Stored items
- - - - -

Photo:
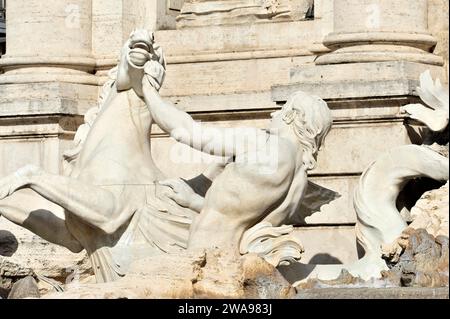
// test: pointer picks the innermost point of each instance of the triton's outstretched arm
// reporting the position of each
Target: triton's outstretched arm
(180, 125)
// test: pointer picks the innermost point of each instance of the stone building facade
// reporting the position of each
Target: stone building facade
(231, 63)
(2, 26)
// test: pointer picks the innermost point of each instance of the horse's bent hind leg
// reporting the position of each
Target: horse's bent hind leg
(91, 203)
(27, 209)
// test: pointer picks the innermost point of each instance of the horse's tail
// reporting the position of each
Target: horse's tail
(378, 219)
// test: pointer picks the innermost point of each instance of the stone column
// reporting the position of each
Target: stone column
(380, 30)
(47, 43)
(48, 80)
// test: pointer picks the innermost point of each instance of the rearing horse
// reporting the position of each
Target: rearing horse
(109, 203)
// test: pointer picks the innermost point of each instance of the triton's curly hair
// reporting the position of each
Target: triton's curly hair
(311, 121)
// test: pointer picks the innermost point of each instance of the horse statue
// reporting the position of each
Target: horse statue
(108, 201)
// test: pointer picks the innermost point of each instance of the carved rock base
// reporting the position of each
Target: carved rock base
(205, 274)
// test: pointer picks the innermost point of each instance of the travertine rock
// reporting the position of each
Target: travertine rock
(23, 253)
(205, 274)
(423, 261)
(431, 212)
(24, 288)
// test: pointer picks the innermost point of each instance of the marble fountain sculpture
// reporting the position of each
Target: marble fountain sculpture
(113, 202)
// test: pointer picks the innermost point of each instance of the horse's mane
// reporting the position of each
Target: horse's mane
(70, 156)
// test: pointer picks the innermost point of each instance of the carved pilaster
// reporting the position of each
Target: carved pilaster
(380, 30)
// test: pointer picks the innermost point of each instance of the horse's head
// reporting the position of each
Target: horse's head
(137, 51)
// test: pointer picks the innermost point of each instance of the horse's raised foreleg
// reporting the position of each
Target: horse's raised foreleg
(93, 204)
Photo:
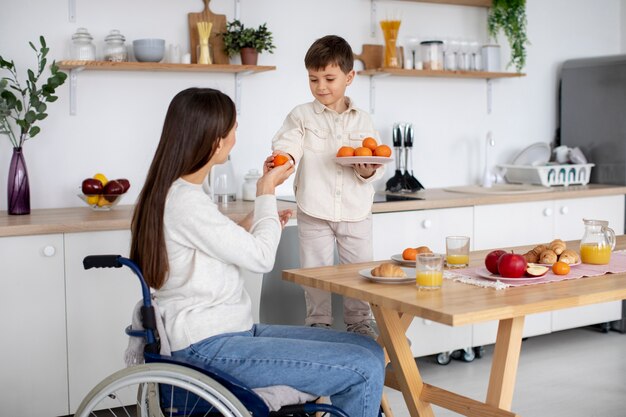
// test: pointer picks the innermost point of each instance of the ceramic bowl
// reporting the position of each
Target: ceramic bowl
(149, 50)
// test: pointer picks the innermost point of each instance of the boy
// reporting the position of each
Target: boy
(334, 202)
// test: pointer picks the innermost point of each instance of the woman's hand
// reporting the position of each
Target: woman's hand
(273, 177)
(366, 170)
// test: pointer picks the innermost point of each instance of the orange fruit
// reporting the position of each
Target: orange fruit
(345, 151)
(370, 143)
(410, 254)
(382, 150)
(280, 160)
(560, 268)
(362, 151)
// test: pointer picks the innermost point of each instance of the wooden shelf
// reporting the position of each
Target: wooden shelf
(155, 66)
(440, 74)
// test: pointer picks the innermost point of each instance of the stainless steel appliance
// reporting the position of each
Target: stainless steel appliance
(592, 118)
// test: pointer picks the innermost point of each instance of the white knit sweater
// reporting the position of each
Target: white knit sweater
(204, 294)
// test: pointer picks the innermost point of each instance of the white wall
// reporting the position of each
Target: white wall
(120, 114)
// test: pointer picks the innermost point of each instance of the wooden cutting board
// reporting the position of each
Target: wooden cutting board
(215, 41)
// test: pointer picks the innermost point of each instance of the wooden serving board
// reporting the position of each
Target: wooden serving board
(215, 41)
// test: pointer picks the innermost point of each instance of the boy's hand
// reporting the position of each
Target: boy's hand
(366, 170)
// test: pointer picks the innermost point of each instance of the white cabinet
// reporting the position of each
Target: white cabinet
(99, 307)
(33, 355)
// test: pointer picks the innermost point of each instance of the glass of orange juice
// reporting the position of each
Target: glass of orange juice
(429, 271)
(457, 251)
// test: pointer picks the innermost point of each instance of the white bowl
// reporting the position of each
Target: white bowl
(149, 50)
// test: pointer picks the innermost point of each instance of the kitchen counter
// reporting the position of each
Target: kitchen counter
(83, 219)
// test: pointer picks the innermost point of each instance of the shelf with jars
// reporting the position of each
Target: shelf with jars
(75, 67)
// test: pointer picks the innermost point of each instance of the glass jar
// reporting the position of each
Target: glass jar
(432, 55)
(82, 48)
(114, 47)
(597, 242)
(249, 185)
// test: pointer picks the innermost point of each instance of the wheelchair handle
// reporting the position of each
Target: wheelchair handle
(102, 261)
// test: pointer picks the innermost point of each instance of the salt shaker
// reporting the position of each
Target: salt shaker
(249, 185)
(82, 48)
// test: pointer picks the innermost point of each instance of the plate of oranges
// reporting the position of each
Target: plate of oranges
(370, 152)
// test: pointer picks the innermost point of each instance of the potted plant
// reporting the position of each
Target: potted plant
(509, 16)
(248, 42)
(21, 108)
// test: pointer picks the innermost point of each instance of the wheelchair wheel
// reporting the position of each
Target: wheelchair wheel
(188, 393)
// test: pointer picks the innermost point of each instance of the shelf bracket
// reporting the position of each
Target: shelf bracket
(73, 87)
(238, 77)
(489, 95)
(71, 10)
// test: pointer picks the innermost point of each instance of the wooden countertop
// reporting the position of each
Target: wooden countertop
(83, 219)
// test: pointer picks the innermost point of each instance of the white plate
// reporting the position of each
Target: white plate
(483, 272)
(398, 258)
(351, 160)
(410, 276)
(535, 154)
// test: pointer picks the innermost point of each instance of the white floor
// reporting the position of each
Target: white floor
(573, 373)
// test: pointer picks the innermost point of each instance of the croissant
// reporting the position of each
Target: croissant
(558, 246)
(531, 257)
(569, 257)
(547, 257)
(388, 270)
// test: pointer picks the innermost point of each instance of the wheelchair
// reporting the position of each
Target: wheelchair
(165, 386)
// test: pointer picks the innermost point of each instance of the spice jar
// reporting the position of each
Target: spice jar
(114, 48)
(432, 55)
(249, 185)
(82, 48)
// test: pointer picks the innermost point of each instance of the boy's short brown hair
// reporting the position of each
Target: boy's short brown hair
(330, 49)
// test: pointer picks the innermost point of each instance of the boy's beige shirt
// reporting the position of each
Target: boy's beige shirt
(312, 133)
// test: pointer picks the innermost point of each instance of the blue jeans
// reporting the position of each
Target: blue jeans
(347, 367)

- - - - -

PROBLEM STATEMENT: Please reproduce the lines from the line with "Target: wooden serving board" to the line with "the white cabinet", both ends included, exactly as they appear above.

WRITTEN SOLUTION:
Target: wooden serving board
(215, 41)
// test: pointer picks the innermost point of each instance of the boy's hand
// reporting the position of each
Target: boy's hand
(366, 170)
// test: pointer picks the innermost point of each instance of the white cabinet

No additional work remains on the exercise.